(REQUIRED TASK): Reproduce the listing below in full and without alteration, apart from its pictures.

%%

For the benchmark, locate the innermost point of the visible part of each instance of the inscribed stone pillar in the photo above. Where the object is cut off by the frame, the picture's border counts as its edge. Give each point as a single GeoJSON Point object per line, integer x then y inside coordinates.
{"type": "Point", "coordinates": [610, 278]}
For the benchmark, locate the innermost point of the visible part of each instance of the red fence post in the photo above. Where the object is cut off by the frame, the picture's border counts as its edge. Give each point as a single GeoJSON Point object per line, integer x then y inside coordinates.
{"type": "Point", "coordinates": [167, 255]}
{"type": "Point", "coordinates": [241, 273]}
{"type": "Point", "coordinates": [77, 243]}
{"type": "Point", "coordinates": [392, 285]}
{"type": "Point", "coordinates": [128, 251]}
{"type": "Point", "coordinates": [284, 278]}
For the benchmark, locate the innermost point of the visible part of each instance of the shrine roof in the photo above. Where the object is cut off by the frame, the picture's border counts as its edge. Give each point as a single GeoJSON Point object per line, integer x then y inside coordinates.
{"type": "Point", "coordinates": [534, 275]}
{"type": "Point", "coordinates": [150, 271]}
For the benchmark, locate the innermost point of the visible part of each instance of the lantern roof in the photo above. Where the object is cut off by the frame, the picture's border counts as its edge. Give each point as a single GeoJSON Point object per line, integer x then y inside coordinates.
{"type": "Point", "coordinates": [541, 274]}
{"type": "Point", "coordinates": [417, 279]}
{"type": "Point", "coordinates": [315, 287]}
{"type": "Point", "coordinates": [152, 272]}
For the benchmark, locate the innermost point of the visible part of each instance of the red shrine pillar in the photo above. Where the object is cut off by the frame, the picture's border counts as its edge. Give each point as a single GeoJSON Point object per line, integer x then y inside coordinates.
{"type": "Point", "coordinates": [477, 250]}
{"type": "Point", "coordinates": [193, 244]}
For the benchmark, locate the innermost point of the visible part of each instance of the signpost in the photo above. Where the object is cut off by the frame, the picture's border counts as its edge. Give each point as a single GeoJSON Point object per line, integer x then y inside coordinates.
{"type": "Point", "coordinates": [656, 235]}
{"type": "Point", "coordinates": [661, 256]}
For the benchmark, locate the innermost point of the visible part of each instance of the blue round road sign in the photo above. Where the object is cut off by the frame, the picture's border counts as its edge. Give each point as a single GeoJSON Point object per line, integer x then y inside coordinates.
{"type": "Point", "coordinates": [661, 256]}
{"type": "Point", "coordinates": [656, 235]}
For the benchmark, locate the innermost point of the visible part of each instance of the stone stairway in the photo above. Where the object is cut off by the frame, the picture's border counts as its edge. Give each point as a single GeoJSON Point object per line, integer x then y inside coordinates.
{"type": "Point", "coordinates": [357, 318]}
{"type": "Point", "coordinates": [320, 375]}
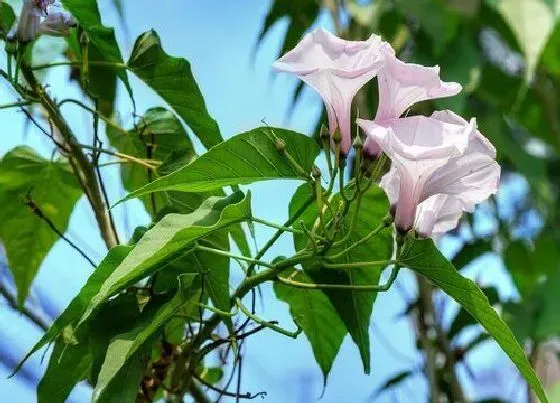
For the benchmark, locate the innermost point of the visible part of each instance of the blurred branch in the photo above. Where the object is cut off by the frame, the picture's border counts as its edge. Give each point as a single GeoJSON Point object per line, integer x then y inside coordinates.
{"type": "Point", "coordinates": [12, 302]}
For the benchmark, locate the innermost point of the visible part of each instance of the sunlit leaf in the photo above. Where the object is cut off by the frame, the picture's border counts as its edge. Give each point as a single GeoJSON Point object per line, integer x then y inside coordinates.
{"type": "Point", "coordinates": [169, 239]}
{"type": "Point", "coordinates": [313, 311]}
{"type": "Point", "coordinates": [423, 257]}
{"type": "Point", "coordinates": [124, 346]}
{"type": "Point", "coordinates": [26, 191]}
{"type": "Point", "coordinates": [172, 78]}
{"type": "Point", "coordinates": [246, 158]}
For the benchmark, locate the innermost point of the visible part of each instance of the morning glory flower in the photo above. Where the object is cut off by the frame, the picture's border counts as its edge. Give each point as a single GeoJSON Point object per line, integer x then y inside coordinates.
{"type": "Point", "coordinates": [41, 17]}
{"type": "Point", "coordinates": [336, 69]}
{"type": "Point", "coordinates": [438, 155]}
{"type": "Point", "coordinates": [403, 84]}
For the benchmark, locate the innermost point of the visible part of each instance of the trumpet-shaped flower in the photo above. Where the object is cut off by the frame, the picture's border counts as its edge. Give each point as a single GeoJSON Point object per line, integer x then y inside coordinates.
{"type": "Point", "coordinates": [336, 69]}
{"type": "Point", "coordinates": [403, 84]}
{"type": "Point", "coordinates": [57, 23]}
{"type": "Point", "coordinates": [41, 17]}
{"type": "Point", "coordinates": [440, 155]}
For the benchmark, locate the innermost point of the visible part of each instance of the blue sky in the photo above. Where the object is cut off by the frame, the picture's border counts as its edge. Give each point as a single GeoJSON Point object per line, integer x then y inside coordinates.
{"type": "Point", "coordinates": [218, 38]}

%%

(RESPONSE):
For the benchmark, locate the innermost point of the visible part of each instance of the inscribed stone pillar in the photo above. Where the object is cut off by the frame, the picture's border counts as its edge. Give each point as a single GeoJSON Point object per line, integer x then y inside coordinates.
{"type": "Point", "coordinates": [610, 278]}
For the benchmark, locate the innermost point of the visible part of each instance of the red fence post in the photo above. Where the object is cut off by the frame, the picture's border counts as its edge. Give each point as a single GeoJSON Point object per line, integer x then y inside coordinates.
{"type": "Point", "coordinates": [167, 255]}
{"type": "Point", "coordinates": [241, 273]}
{"type": "Point", "coordinates": [77, 243]}
{"type": "Point", "coordinates": [392, 285]}
{"type": "Point", "coordinates": [128, 251]}
{"type": "Point", "coordinates": [284, 278]}
For the benchmark, locate the innermost point of the visible part of each instance of the shrine roof in the photo above. Where the object is cut off by the frame, the picture's border counts as its edge. Give each point as a single GeoJSON Point object per line, integer x then y inside coordinates.
{"type": "Point", "coordinates": [534, 275]}
{"type": "Point", "coordinates": [150, 271]}
For the benchmark, locate the innermost point of the visible part of each instance of the lantern roof in the photo above. Where the object is cut off by the frame, the picture's border counts as its edge. Give each point as a single GeoJSON Point object per line, integer x then y inside coordinates.
{"type": "Point", "coordinates": [541, 274]}
{"type": "Point", "coordinates": [417, 279]}
{"type": "Point", "coordinates": [315, 287]}
{"type": "Point", "coordinates": [152, 272]}
For the benchmark, locate the innermost point of the visible part of each instance of the red shrine pillar in the photo above. Where the object is cut off by the frame, the picture's border counts as its edge. Give each point as a single GeoJSON Point object per line, integer x then y inside coordinates.
{"type": "Point", "coordinates": [477, 250]}
{"type": "Point", "coordinates": [193, 244]}
For the benchmark, locate the innermost point of the visible part of each instance of the signpost in the photo above. Where the object is cut off by the frame, the picture's border counts as its edge. Give each point as a single GeoJSON Point object per line, integer x then y inside coordinates.
{"type": "Point", "coordinates": [656, 235]}
{"type": "Point", "coordinates": [661, 256]}
For the benchmark, locate the innermost point of the visible part of each instance of the blue round road sign in the photo above. Where the object is cut off by the frame, the picture's border counts as its edge. Give each point as a single GeoJSON Point object per line, integer x then y inside coordinates.
{"type": "Point", "coordinates": [661, 256]}
{"type": "Point", "coordinates": [656, 235]}
For the benchmark, locate the innermost point of the visible part of each instance of the stone stairway in the photo above. Where the object is cut off by the frame, the picture's border counts as its edge. Give each point as a single GeoJSON Point object per line, integer x then y inside coordinates.
{"type": "Point", "coordinates": [357, 318]}
{"type": "Point", "coordinates": [320, 375]}
For the benchmark, locate the innermost point of the visible part of each instance of the blurred branch in the photo above. Where the object is cut off by the frame, the picture's border counts as its edge. Give each point as a single GeoJSON Point object per line, integer x then y inside coordinates.
{"type": "Point", "coordinates": [12, 302]}
For the benchmark, locate the innermost point of the visible part of each instance of the sunlit leaf in the photo above. Where the object is cut off by the frame, the picture's border counts as its edge. Give each point as a single GeoJSON Point object per line, integer x then y inside coordinates.
{"type": "Point", "coordinates": [169, 239]}
{"type": "Point", "coordinates": [313, 311]}
{"type": "Point", "coordinates": [423, 257]}
{"type": "Point", "coordinates": [124, 346]}
{"type": "Point", "coordinates": [26, 191]}
{"type": "Point", "coordinates": [172, 78]}
{"type": "Point", "coordinates": [246, 158]}
For the benchmark, locate the innermost point of the visible part of each instance of the morning glory flower in the photo above. Where the object is cut off by the frame, the picture's border counts as its edge. Give each point as a single GeoJSON Point object per line, integer x then y inside coordinates.
{"type": "Point", "coordinates": [41, 17]}
{"type": "Point", "coordinates": [336, 69]}
{"type": "Point", "coordinates": [438, 155]}
{"type": "Point", "coordinates": [403, 84]}
For the benchmark, locate the innermost point of the visible part of each instance of the trumpet-shaped flower in the photo above. Where the object is cut off by the frame, the picture's border counts as its edge. Give each point as a single GeoJSON Point object per line, integer x then y inside coordinates.
{"type": "Point", "coordinates": [336, 69]}
{"type": "Point", "coordinates": [403, 84]}
{"type": "Point", "coordinates": [57, 23]}
{"type": "Point", "coordinates": [41, 17]}
{"type": "Point", "coordinates": [440, 155]}
For the benchmark, locate the innermost point of the visible part of each instance of the blue sky in the photo above. Where the object is cut off by the frame, the picture's border counts as its edge. Give each point as a single GeoJSON Point object per line, integer x then y inside coordinates.
{"type": "Point", "coordinates": [218, 38]}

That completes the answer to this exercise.